▶ Selected excerpt
- Opening Delimiter -

Here Anne Sophie discusses the challenges of talking about trauma, particularly with those close (or who you’d like to be close) to you. Who can be trusted, who needs to know, and how they will react to her story?  Trigger warning: abuse

butterfly on a flower

I pride myself on my fearlessness to talk about “taboo” subjects. Very little can shock me, and I have no qualms discussing sex, bathroom stuff and underwear wedgies with my friends. I’ve been candid about my bloody and painful periods to boyfriends and once discussed the qualms of childbirth with a guy I had a crush on. However, when it comes to living with C-PTSD and trauma, I find myself with a tied tongue and an irrepressible need to disappear into a bush like the Homer Simpson GIF.

The mental health conversation is progressing (albeit slowly) in 2018, and yet I find that speaking out about abuse, especially emotional, and its consequences is still met with so much stigma and misunderstanding. If I hear another person saying any variation of “he’s family, he loves you”, “you should forgive him”, and my favourite, “are you sure [insert invalidating comment here]?” I’m going to shove my bloody pad down their throat.

I have yet to find a way to bring up my Tragic Backstory™. Is it something that I should mention on the get-go, like *handshake* “Hi, I’m Anne Sophie and I’ve been abused, nice to meet you”? Should I hide it until I have no choice but to bring it up? Should I act like the girls in black-and-white Tumblr GIFs and make it my “dark edge” that makes me different and misunderstood from everyone else? Somehow that doesn’t sound healthy or even truthful. With abuse being (sadly) way more common than we like to think, my trauma really isn’t that “unique”. Still, the idea of being open about what happened terrifies me.

However, I am usually open with people I know and trust. Talking about it with friends usually leads to positive experiences and a deeper connection. And if they’re not understanding, they’re not my friends.

- Closing Delimiter -

▶ Tasks for this exercise
1. In the piece on talking about trauma, what condition does Anne Sophie say she lives with?
2. Pick up the piece on talking about trauma after its last sentence and keep writing it.

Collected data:
- Opening Delimiter -

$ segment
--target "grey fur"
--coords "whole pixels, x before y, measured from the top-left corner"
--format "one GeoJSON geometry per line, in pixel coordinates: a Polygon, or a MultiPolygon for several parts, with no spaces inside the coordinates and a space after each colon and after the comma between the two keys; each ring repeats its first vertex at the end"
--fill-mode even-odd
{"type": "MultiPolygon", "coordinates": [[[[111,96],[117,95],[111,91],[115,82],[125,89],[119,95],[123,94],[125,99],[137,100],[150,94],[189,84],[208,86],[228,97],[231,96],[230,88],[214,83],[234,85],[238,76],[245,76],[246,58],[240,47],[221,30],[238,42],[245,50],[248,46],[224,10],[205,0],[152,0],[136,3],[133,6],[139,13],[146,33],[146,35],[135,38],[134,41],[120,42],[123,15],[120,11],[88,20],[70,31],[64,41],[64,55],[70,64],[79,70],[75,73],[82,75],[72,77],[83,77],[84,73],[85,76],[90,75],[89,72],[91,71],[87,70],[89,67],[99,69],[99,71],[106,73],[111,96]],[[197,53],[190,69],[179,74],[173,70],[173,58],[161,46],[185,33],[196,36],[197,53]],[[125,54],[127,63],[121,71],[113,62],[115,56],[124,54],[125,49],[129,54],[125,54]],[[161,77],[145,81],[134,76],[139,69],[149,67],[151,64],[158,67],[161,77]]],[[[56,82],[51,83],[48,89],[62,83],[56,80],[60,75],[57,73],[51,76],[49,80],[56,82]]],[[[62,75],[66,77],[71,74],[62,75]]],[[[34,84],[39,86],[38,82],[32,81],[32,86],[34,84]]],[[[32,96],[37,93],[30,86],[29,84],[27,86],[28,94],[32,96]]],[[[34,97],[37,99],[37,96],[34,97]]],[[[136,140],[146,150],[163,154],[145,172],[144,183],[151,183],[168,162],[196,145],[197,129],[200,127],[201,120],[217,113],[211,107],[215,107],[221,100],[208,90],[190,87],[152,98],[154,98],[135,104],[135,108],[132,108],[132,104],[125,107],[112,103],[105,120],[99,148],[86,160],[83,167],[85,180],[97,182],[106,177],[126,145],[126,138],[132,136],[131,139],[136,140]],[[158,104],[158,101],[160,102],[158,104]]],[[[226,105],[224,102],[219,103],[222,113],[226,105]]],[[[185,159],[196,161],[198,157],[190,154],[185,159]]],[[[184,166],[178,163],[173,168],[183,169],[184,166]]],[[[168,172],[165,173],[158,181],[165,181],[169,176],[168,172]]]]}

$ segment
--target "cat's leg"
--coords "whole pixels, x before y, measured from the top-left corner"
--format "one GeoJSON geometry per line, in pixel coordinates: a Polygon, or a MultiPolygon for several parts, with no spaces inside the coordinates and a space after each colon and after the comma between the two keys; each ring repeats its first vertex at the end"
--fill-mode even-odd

- Closing Delimiter -
- Opening Delimiter -

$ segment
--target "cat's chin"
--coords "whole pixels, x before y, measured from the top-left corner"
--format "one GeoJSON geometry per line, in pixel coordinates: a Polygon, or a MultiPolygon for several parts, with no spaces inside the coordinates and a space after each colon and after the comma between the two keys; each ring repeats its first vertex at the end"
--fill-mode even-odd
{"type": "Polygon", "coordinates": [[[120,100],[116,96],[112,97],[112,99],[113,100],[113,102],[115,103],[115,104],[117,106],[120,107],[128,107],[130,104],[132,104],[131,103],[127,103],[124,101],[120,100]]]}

- Closing Delimiter -

▶ Task answers
1. She lives with C-PTSD and trauma.

2.
My biggest struggle is talking about it with potential lovers. Somehow, I feel like it is written all over me, like a stain or a foul smell you just can’t get off. I worry that if I tell them, they will think differently of me and will stop wanting to see me. Or when it falls out, I always feel it is because they could sense my fragility and my shame. In an age of dating where you are supposed to be carefree, confident and easy to be with, how do you fit trauma and emotional co-dependency into the conversation? How do you say that you were broken? These days even the word “therapy” sends a guy running. And I don’t want to disclose something so personal to someone I may never see again.

My first version of this story was cynical and jaded. I had nothing hopeful to add. But recently I owned my trauma like never before. I was on a boat tour with ~someone~, who asked me if I got along well with my family. Oooh. “Not this one member”, I said. “I had to cut them off because they were abusive”. “Fair enough”, was the reply. As the time has passed with ~someone~, I once asked them: “could you tell?” They said a little, but that there was so much more to me that they wanted to know better. My trauma, too.

I still carry shame. I still get triggered by old men’s legs (yep). But my trauma is not all there is to me, and there is so much more to discover in any trauma survivor than just their trauma.